**Task directions:** Starting with the row with "Tag ice rink surface in the picture above." and going on through the row with "381 357 434 371", write those rows out again with "Tag" changed to "Mark" and everything else left the same.

**Rows on locating named things:**
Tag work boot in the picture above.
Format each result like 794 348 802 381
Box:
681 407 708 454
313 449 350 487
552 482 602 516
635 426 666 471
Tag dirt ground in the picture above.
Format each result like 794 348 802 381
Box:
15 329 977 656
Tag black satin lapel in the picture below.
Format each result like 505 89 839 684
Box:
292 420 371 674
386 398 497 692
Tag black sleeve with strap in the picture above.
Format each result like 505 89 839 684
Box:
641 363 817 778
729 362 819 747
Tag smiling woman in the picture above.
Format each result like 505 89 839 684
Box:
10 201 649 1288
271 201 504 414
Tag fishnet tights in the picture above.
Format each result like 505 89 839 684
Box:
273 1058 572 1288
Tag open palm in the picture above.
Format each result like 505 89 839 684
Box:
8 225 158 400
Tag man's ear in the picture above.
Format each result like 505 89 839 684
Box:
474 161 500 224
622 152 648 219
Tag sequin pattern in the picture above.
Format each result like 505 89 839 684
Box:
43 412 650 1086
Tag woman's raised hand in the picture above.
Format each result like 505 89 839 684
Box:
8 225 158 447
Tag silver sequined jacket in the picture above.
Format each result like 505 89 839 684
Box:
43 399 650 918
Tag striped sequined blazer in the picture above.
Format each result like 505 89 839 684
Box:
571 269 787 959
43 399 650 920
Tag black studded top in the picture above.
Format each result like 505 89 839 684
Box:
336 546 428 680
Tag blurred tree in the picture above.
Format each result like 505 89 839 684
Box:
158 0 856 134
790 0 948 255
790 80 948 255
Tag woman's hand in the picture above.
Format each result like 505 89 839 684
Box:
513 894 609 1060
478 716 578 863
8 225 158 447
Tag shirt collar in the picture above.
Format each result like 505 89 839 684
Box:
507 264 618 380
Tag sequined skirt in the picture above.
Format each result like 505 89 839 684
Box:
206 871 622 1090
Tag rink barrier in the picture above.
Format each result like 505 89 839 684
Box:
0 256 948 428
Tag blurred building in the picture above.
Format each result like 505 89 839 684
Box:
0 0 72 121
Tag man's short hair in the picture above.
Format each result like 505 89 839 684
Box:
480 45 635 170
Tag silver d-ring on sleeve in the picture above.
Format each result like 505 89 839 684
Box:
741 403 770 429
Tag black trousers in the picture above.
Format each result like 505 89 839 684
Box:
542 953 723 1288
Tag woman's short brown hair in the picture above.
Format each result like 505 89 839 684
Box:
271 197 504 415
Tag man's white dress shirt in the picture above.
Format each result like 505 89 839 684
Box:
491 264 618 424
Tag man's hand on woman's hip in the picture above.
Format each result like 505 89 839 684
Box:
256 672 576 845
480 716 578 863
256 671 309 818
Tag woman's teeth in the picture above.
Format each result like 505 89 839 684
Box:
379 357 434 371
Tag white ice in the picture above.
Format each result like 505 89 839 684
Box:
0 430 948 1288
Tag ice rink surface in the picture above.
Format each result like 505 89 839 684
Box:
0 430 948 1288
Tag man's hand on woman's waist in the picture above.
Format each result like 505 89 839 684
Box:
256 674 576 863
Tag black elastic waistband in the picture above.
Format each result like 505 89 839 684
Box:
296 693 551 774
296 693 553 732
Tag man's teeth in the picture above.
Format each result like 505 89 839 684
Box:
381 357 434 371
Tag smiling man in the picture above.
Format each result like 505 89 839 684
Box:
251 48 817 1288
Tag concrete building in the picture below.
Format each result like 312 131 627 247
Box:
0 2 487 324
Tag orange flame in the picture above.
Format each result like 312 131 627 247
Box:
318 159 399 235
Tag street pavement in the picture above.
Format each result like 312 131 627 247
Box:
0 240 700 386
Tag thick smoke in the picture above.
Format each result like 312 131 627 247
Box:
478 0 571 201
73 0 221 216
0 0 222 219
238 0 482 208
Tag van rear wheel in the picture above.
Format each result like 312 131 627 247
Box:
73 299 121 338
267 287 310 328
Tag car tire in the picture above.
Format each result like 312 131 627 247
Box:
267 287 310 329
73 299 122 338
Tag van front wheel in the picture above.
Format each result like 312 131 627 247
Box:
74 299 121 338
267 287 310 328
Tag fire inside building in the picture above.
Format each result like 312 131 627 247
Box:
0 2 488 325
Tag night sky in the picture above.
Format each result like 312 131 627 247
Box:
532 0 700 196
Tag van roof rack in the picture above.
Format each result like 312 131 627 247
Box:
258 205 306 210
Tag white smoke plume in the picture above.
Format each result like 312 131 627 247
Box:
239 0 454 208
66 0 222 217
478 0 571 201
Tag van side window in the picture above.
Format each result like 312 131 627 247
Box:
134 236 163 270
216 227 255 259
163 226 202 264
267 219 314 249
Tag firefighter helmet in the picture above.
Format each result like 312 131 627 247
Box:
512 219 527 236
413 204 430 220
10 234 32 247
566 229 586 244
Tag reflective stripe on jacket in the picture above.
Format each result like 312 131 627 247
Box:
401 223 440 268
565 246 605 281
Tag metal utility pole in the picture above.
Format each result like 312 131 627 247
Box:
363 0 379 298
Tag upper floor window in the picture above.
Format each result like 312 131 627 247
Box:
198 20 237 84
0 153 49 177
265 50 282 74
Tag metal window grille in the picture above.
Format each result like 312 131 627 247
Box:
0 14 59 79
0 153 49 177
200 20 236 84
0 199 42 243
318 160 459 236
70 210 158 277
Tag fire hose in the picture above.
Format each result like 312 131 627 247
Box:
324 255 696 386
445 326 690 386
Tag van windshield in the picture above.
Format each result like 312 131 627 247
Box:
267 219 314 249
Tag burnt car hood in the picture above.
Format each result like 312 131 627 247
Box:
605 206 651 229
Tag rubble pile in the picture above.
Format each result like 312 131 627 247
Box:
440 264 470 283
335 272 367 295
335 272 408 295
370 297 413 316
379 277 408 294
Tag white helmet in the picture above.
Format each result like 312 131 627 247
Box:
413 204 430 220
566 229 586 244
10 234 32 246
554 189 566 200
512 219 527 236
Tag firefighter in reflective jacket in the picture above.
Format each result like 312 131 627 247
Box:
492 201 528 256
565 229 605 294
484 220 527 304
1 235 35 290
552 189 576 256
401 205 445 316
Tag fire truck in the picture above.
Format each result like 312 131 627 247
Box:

**Expected answer:**
Mark ice rink surface in the picture above.
Format each result like 505 89 839 684
Box:
0 430 948 1288
Mark man's hand on woman's waist in the picture above.
Format each result like 505 89 839 684
Box:
256 674 576 863
Mark black elastic waistband in the picture above.
Format each result like 505 89 839 684
Box:
296 693 551 774
296 693 553 732
Mark man's teeth in the picture above.
Format each result like 505 89 839 684
Box:
381 357 434 371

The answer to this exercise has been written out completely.